Location identification entries:
-----
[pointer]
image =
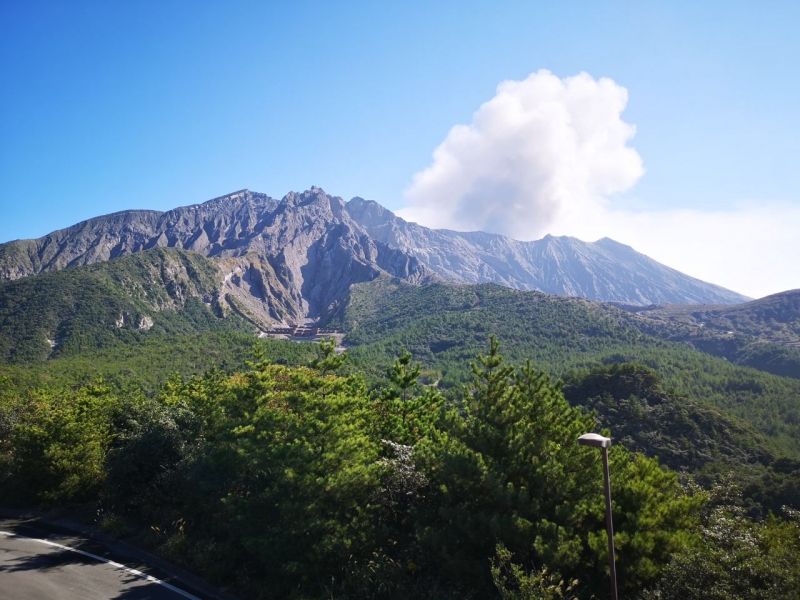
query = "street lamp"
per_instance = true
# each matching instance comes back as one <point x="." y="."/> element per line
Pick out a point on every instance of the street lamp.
<point x="598" y="441"/>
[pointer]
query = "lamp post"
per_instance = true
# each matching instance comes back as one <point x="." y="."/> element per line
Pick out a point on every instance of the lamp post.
<point x="598" y="441"/>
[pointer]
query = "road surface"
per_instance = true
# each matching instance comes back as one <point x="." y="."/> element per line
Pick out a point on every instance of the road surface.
<point x="42" y="563"/>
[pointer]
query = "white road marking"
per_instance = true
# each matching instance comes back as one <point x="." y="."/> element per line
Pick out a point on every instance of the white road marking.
<point x="116" y="565"/>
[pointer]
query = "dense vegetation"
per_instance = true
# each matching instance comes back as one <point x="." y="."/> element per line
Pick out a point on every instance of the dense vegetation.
<point x="443" y="326"/>
<point x="300" y="482"/>
<point x="66" y="313"/>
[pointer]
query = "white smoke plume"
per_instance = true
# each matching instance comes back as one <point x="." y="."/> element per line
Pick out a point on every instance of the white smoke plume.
<point x="546" y="154"/>
<point x="540" y="150"/>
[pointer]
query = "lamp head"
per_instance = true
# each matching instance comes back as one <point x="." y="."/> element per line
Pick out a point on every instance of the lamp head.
<point x="594" y="439"/>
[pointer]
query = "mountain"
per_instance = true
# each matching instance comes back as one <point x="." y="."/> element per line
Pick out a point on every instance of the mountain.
<point x="282" y="262"/>
<point x="304" y="251"/>
<point x="764" y="333"/>
<point x="604" y="270"/>
<point x="444" y="326"/>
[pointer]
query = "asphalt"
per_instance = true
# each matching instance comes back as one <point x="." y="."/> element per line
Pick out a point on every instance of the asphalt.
<point x="39" y="560"/>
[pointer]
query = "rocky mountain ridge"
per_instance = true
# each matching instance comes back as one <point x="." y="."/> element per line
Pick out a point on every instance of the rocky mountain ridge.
<point x="604" y="270"/>
<point x="286" y="262"/>
<point x="293" y="260"/>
-----
Copy the material above exactly and drop the pictures.

Result:
[pointer]
image =
query = "street lamp"
per_instance = true
# each matching instance comes back as one <point x="." y="."/> element per line
Pick out a point on every instance of the street lamp.
<point x="598" y="441"/>
[pointer]
query = "lamp post"
per_instance = true
# each matching instance comes back as one <point x="." y="."/> element per line
Pick out a point on every instance of the lamp post.
<point x="598" y="441"/>
[pointer]
query = "road surface"
per_instance = true
# each matching instance comes back as one <point x="." y="."/> element per line
Pick out a point on every instance of the road surface.
<point x="42" y="563"/>
[pointer]
query = "white road marking"
per_instance = true
# each matching instance comes back as one <point x="." y="."/> element per line
Pick out a point on every instance of the white road marking.
<point x="116" y="565"/>
[pointer]
query = "dense vegetation"
per_instance = true
# each matching instance comes back as one <point x="." y="."/> element per line
Pick out a point on every instance of the dense vegetation.
<point x="443" y="326"/>
<point x="300" y="482"/>
<point x="66" y="313"/>
[pointer]
query = "white smoke plume"
per_instance = true
# each matching instance comes back as one <point x="." y="."/> element per line
Pick out a point on every instance of the white smoke plume.
<point x="546" y="154"/>
<point x="540" y="150"/>
[pointer]
query = "lamp head"
per_instance = true
# each matching instance comes back as one <point x="." y="."/> element per line
Pick out a point on every instance of the lamp head.
<point x="594" y="439"/>
[pointer]
query = "mountain"
per_instance = true
# each matching instance comes back as one <point x="." y="."/> element per line
Pick out a point on every instance of the mountain.
<point x="282" y="262"/>
<point x="304" y="251"/>
<point x="764" y="333"/>
<point x="604" y="270"/>
<point x="444" y="326"/>
[pointer]
query = "asphalt"
per_instance = true
# each matching instance comes back as one <point x="." y="."/> element per line
Pick out a point on every instance of the asphalt.
<point x="39" y="560"/>
[pointer]
query = "rocky mountain ridge"
per_instance = true
# each matching instance comes back as one <point x="." y="."/> element per line
Pick out a point on every instance of the rocky mountain ridge.
<point x="604" y="270"/>
<point x="286" y="262"/>
<point x="293" y="260"/>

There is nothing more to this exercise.